In the text on The Vampire Diaries, when did the series end its run?

> [Provided text]:
━━━━━━━━━━

On February 6, 2009, Variety announced that The CW Television Network greenlit the pilot for a television series entitled The Vampire Diaries with Kevin Williamson and Julie Plec set as the writers and executive producers and starring Nina Dobrev, Paul Wesley and Ian Somerhalder. On May 19, 2009, the pilot was officially ordered to series for the 2009–10 season. The series ran until March 10, 2017, and spawned a TV series spinoff, The Originals, which itself spawned another spinoff series, Legacies. The Originals started half way through the run of The Vampire Diaries, with Legacies airing after the series finale of both shows. Both spinoffs were created and produced by Plec.

==== Stefan's Diaries ====
The Stefan's Diaries are six novels based on the TV series, attributed to Lisa Jane Smith but actually ghostwritten. They tell Stefan and Damon's past since Katherine's arrival. As they were written during the series broadcast, some things differ, such as the story of the original Vampires.

━━━━━━━━━━

> [Raw records]:

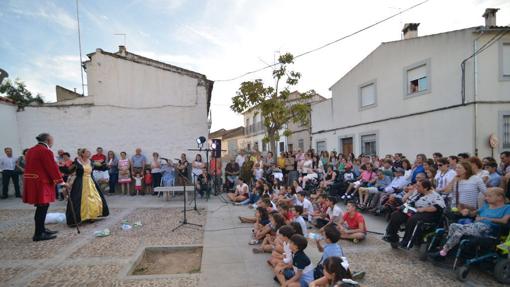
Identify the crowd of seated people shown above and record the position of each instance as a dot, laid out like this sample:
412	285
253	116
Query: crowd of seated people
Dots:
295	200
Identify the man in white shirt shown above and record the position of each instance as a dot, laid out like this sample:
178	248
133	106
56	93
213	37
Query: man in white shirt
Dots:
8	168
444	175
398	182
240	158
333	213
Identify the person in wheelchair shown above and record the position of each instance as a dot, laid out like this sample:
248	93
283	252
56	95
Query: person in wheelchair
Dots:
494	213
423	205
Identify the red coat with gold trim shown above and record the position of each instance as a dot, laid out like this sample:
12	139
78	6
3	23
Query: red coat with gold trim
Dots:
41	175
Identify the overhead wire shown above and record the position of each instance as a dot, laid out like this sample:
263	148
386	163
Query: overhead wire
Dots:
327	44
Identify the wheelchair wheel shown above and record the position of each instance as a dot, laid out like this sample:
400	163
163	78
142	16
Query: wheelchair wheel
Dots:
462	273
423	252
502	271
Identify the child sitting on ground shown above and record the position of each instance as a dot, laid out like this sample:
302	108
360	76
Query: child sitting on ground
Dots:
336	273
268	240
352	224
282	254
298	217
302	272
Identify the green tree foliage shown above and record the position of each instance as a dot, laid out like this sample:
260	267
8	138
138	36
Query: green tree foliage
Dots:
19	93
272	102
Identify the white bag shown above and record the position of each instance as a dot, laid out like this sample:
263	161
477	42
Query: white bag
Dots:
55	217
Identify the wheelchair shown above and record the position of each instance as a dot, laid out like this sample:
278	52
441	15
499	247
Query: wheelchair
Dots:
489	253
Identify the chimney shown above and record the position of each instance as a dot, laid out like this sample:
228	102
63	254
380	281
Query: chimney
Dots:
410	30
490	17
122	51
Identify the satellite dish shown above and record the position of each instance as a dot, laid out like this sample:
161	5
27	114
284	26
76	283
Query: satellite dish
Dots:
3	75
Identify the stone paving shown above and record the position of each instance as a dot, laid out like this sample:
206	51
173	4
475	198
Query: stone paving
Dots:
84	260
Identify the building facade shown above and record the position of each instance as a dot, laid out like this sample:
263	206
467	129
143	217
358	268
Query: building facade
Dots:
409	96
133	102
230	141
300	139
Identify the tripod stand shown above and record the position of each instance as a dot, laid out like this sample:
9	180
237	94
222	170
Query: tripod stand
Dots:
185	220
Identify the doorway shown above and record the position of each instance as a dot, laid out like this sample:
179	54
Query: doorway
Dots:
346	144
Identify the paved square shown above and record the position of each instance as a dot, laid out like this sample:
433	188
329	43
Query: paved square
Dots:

━━━━━━━━━━

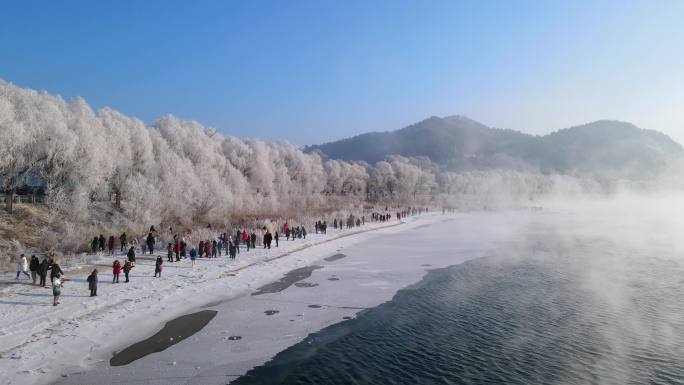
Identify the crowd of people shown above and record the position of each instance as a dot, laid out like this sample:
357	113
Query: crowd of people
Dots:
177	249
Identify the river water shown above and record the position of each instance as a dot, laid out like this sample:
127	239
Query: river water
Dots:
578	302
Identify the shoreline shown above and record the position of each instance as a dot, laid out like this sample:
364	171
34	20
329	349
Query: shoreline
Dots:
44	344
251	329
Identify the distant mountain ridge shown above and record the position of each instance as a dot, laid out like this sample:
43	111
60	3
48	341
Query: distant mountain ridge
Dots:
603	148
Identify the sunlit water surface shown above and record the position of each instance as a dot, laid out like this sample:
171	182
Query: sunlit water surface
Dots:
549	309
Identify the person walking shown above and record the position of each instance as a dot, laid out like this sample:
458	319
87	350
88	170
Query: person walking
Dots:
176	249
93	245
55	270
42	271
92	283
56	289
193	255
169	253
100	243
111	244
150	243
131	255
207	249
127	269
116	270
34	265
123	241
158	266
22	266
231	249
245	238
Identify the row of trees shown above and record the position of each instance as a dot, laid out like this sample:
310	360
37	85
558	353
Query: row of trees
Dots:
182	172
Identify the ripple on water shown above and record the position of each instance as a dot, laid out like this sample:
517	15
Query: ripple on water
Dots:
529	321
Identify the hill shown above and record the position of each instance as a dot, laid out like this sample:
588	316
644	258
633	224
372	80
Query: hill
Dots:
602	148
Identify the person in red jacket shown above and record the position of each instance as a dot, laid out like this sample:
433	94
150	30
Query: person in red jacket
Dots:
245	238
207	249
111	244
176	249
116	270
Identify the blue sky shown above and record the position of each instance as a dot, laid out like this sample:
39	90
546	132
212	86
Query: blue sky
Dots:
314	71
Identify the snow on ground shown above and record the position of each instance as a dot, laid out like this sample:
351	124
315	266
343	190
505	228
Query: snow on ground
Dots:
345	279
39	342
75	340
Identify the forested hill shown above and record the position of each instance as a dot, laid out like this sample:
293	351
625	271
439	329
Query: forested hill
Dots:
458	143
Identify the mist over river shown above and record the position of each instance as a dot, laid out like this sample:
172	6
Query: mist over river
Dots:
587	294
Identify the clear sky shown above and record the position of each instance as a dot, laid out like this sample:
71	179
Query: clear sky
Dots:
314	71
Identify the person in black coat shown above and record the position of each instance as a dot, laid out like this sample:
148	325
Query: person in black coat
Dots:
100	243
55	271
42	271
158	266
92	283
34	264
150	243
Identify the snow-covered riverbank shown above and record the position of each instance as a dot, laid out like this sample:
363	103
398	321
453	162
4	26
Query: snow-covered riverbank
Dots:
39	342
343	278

━━━━━━━━━━

> [Exercise result]:
March 10, 2017